■ Given passage ■
□ □ □ □

[YAFFS] bad block management policy

Thu Aug 9 10:24:43 EDT 2012

On 08/09/2012 06:45 AM, peterlingoal wrote:
> Hi,
>
> I am using YAFFS2 filesystem and some NANDs have hundreds and
> thousands (out of 4K) blocks identified bad. After checking I found
> YAFFS2 is marking a block bad if three fixable ECC errors happens
> within a block. My question is:
>
> 1. I am using two Micron NAND chips, one requires minimum 1bit ECC
> while the other requires 4. Bit flipping (although all fixable) seems
> happen quite often in both types, is this expected behavior?
> 2. Micron error management doc requests to mark a block bad only when
> program or erase operations fails, but not mentioning reading. So is
> it safe to remove this ECC error counter? Will it lead to un-fixable
> error?
the "strike count" is used to predict when a block has been programmed
enough times that it is close to failure (where programmed data read
back contains uncorrectable bit errors).

This worked fine for the larger-geometry SLC devices that didn't show
correctable ECC errors until a block was very near its end of life. 
However newer small-geometry SLC/MLC devices require stronger ECC to
keep the same UBER (uncorrectable bit error rate) as previous generation
devices.  Unfortunately this means that more correctable errors will be
seen, long before the block is near its end of life.

You could modify YAFFS to ignore -EUCLEAN returns from MTD which will
prevent YAFFS from marking blocks bad prematurely, but then there is no
way to predict when a block is about to wear out and return
uncorrectable errors (-EBADMSG).

-- 
Peter Barada
peter.barada at gmail.com

□ □ □ □

■ Dataset rows ■
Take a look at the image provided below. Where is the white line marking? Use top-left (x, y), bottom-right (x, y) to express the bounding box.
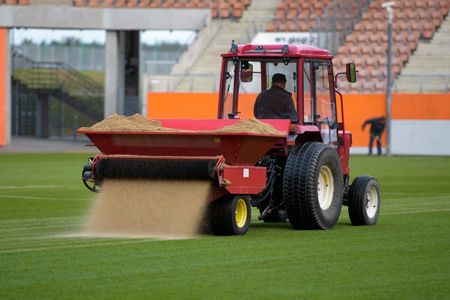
top-left (0, 195), bottom-right (92, 201)
top-left (380, 208), bottom-right (450, 216)
top-left (0, 185), bottom-right (75, 190)
top-left (0, 238), bottom-right (172, 254)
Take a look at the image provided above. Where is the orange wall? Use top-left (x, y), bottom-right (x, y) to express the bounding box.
top-left (147, 93), bottom-right (450, 147)
top-left (0, 28), bottom-right (7, 146)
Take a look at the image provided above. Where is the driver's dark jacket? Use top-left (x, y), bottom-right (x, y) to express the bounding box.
top-left (253, 85), bottom-right (297, 121)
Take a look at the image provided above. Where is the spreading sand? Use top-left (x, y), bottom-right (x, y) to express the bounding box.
top-left (85, 179), bottom-right (211, 239)
top-left (79, 114), bottom-right (286, 135)
top-left (80, 114), bottom-right (285, 238)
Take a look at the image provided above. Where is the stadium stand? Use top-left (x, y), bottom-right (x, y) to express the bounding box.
top-left (335, 0), bottom-right (449, 93)
top-left (3, 0), bottom-right (450, 93)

□ □ □ □

■ What you need to do ■
Answer these questions about the YAFFS bad block thread:
1. How many fixable ECC errors within a block lead YAFFS2 to mark that block bad?
2. According to the Micron error management document, when should a block be marked bad?
3. Which MTD return value could YAFFS be modified to ignore?
The material comes from another source.

■ Task output ■
1. Three.
2. Only when a program or erase operation fails.
3. -EUCLEAN.